_Work to complete_.
(1) Reproduce the stretch of the article on female genital mutilation from "The statement, signed" through "serious, lifelong complications.".
(2) Name every organization or office whose head signed the joint statement described in the article on female genital mutilation.
(3) Extend the article on female genital mutilation beyond its final sentence.

_Passage to read_.
- - - -

WHILE the United Nations system is increasingly short of funds to conduct anti-FGM campaigns, more than 4.5m girls worldwide, many of them under the age of five, remain at risk of undergoing girls’ circumcision commonly known as female genital mutilation (FGM) this year.
A joint statement of several United Nations agencies issued this alert on Thursday to mark the International Day of Zero Tolerance for Female Genital Mutilation, heads of six UN agencies warned that gains achieved over decades are now under threat due to declining international funding and growing resistance to anti-FGM efforts.
The statement, signed by executive directors of the United Nations Population Fund (UNFPA), United Nations Children's Fund (UNICEF) and UN Women, alongside the UN High Commissioner for Human Rights, the World Health Organisation (WHO) director-general and his United Nations Educational, Scientific and Cultural Organisation (UNESCO) counterpart called for renewed political commitment and sustained investment to eliminate the practice by the 2030 global deadline framework.
Describing FGM as a grave violation of human rights that has no justification under any cultural, religious or social pretext, it said that the practice compromises girls’ and women’s physical and mental health and can lead to serious, lifelong complications.
Treatment costs linked to FGM-related complications are estimated at $1.4bn annually, they said, noting that despite steady progress, the practice remains widespread, with an estimated 230m girls and women “living with the consequences of FGM worldwide.”
The UN leaders acknowledged that interventions over the past 30 years have delivered measurable results, with nearly two-thirds of people in countries where FGM is prevalent now supporting its elimination.
The proportion of girls subjected to the practice has fallen from one in two in 1990 to one in three today, with half of all progress made since 1990 occurring during the past decade, it said, pointing at an acceleration that needs to be urgently sustained to meet the sustainable development goal (SDG) target of ending FGM by 2030.

- - - -

_Recorded information_.
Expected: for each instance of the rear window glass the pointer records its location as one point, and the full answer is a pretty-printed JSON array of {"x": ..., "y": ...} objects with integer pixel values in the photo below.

- - - -

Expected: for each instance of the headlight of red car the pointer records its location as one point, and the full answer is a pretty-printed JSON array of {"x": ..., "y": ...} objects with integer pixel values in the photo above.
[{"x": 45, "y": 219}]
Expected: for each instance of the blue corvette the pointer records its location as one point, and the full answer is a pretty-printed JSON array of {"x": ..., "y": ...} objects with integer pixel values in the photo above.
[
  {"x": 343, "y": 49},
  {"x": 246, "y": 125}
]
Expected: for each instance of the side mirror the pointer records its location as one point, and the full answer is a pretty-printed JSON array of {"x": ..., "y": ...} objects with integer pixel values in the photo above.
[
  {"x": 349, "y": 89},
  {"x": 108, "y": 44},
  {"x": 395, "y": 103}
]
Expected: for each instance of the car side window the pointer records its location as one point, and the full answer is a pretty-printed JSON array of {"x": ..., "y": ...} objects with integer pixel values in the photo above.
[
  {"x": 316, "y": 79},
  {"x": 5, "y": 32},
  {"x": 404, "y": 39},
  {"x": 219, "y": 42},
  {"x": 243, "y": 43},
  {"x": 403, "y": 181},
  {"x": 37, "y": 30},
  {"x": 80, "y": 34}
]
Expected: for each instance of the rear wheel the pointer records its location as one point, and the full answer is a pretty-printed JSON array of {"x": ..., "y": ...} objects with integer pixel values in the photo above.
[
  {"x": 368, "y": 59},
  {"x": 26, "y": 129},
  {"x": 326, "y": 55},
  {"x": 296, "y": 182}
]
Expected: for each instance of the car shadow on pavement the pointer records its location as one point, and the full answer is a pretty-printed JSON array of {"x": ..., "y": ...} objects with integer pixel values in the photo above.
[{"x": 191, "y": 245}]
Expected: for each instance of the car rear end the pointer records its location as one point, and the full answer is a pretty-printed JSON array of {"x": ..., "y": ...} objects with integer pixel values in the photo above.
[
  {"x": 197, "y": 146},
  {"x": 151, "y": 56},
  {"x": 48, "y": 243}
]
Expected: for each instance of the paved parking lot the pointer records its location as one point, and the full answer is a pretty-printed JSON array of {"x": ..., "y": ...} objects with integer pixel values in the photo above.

- - - -

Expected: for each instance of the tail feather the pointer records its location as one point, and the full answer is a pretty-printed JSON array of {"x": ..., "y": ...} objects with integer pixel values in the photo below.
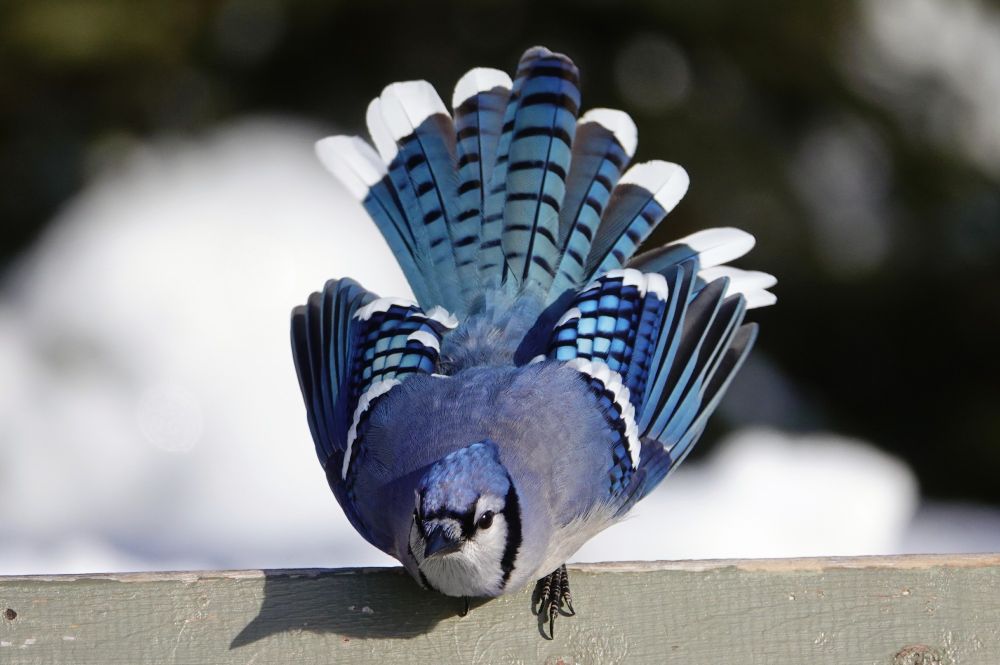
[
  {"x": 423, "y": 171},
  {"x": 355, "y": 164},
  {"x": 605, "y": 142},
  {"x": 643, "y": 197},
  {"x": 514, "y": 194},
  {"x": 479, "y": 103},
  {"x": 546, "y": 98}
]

- - - -

_Expected outputs_.
(1)
The statement, signed by executive directors of the United Nations Population Fund (UNFPA), United Nations Children's Fund (UNICEF) and UN Women, alongside the UN High Commissioner for Human Rights, the World Health Organisation (WHO) director-general and his United Nations Educational, Scientific and Cultural Organisation (UNESCO) counterpart called for renewed political commitment and sustained investment to eliminate the practice by the 2030 global deadline framework.
Describing FGM as a grave violation of human rights that has no justification under any cultural, religious or social pretext, it said that the practice compromises girls’ and women’s physical and mental health and can lead to serious, lifelong complications.

(2)
United Nations Population Fund (UNFPA)
United Nations Children's Fund (UNICEF)
UN Women
UN High Commissioner for Human Rights
World Health Organisation (WHO)
United Nations Educational, Scientific and Cultural Organisation (UNESCO)

(3)
Proven strategies for eliminating the practice include community-led education, engagement with religious and traditional leaders, parental involvement and the mobilisation of health workers, youth networks and grassroots organisations, it said.
“Every dollar invested in ending female genital mutilation yields a tenfold return,” the UN chiefs affirmed, underlining that an investment of $2.8bn could prevent 20m cases, generating returns valued at $28bn.
Anti-FGM progress is increasingly threatened by funding cuts to health, education and child protection programmes, particularly in low- and middle-income countries where FGM remains entrenched, they said.
They raised alarm over a growing pushback against elimination efforts, including attempts to legitimise the practice when performed by medical professionals — a trend they described as “dangerous and fundamentally incompatible with human rights and medical ethics.”
Without predictable and adequate financing community outreach programmes could be scaled back, frontline services weakened and hard-won gains reversed — placing millions more girls at risk at a critical moment, it asserted.
“As we approach 2030, the cost of inaction will be measured not only in lost progress, but in the lives and futures of millions of girls,” they cautioned, reaffirming their commitment to working with governments, civil society, survivors and private sector partners to end female genital mutilation once and for all
FGM elimination remains achievable and urgent, the statement added.